## [Selection]
Computer Science Professor Frank Klassner, PhD, and three Villanova students are currently organizing a weeklong trip to the Pope’s summer home later this year. They plan to capture thousands of images to create a seamless interactive tour that allows visitors to roam the gardens and rooms of the 17th-century Papal Palace online.
“It will be a much larger scale than what we’ve done before because it will take you inside of the Castel Gandolfo palace and also outside on its garden grounds,” says Dr. Klassner, director of Villanova’s Center of Excellence in Enterprise Technology.
It will be the ninth project to come out of an exclusive decade-long internship program between Villanova’s Computer Science Department and the Vatican Museum. Dr. Klassner has served as the project lead for a total of eight virtual reality tours created for the Vatican’s website, including the Sistine Chapel, the Basilica of St. Peter and, most recently, the Redemptoris Mater Chapel, a space reserved exclusively for the Pope.

## [Data records]
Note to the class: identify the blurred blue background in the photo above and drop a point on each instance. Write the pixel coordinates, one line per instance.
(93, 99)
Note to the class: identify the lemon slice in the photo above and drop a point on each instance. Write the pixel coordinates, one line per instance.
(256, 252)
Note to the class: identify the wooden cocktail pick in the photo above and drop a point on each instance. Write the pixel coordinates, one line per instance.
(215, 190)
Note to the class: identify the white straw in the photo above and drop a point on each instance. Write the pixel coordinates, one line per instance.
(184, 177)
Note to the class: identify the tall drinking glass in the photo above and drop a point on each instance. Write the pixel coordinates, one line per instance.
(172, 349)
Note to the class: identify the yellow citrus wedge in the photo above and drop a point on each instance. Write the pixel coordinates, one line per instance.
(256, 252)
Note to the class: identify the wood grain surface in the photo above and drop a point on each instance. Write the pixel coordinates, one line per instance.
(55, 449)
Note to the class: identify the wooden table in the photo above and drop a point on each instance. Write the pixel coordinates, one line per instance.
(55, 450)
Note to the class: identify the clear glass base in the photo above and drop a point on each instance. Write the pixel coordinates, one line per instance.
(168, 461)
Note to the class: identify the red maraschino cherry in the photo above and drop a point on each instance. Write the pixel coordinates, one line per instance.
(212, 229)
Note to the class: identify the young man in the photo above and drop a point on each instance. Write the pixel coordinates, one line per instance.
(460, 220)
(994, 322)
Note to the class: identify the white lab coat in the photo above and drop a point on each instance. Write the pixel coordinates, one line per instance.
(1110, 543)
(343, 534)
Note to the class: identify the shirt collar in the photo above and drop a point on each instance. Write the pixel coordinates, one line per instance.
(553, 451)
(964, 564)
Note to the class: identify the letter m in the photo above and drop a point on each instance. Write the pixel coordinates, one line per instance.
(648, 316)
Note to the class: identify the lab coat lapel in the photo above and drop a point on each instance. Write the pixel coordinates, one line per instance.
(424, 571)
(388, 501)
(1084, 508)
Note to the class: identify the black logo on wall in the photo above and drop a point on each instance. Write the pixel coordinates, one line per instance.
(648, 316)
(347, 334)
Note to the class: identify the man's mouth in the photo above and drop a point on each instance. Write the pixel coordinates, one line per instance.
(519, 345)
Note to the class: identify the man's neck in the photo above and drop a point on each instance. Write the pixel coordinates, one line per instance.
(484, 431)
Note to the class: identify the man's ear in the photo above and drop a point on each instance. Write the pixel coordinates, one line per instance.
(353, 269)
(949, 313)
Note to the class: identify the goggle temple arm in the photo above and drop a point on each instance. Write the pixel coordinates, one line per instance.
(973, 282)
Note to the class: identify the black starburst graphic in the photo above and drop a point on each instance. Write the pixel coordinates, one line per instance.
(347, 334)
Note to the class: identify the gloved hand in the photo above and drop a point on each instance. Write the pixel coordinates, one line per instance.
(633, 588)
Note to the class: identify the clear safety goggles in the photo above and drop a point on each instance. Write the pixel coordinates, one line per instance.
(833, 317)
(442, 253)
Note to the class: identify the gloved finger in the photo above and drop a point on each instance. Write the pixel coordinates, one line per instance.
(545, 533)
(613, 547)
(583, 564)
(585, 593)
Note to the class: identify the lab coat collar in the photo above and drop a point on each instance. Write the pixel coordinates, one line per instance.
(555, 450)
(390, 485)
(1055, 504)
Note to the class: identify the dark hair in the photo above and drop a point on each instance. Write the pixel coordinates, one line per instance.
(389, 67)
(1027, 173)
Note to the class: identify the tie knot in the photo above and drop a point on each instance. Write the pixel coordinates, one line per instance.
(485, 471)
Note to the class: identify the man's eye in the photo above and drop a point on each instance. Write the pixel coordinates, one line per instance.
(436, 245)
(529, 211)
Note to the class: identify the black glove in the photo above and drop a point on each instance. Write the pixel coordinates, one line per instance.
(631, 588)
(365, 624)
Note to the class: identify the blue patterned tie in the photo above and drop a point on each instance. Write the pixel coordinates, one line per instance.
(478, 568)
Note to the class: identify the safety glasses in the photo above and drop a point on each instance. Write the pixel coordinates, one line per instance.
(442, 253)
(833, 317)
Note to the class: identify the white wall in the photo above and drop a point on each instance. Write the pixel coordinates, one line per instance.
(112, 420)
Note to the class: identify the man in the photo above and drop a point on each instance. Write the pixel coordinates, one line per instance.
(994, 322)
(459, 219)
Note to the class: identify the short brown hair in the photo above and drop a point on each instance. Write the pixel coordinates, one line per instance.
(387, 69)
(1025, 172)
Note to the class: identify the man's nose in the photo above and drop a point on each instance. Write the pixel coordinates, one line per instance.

## [To do]
A. Switch "weeklong" to "two-week" in the Castel Gandolfo passage and write out the part between "Computer Science Professor" and "in Enterprise Technology.", inclusive.
B. Condense the paragraph of the Castel Gandolfo passage that opens "It will be the ninth project" into a short bulleted list that keeps its main facts.
C. Using the Castel Gandolfo passage, mark each statement yes or no and quote the words that decide it: (i) The group plans a trip to the Pope's summer home. (ii) Dr. Klassner has led ten virtual reality tours for the Vatican. (iii) The internship program has run for about a decade.
The items stand apart from the Castel Gandolfo passage as separate material.

## [Full answers]
A.
Computer Science Professor Frank Klassner, PhD, and three Villanova students are currently organizing a two-week trip to the Pope’s summer home later this year. They plan to capture thousands of images to create a seamless interactive tour that allows visitors to roam the gardens and rooms of the 17th-century Papal Palace online.
“It will be a much larger scale than what we’ve done before because it will take you inside of the Castel Gandolfo palace and also outside on its garden grounds,” says Dr. Klassner, director of Villanova’s Center of Excellence in Enterprise Technology.

B.
- Ninth project from a decade-long internship program between Villanova's Computer Science Department and the Vatican Museum
- Dr. Klassner has led eight virtual reality tours for the Vatican's website
- Tours include the Sistine Chapel, the Basilica of St. Peter and, most recently, the Redemptoris Mater Chapel, reserved exclusively for the Pope

C.
(i) Yes: "organizing a weeklong trip to the Pope’s summer home"
(ii) No: "a total of eight virtual reality tours"
(iii) Yes: "an exclusive decade-long internship program"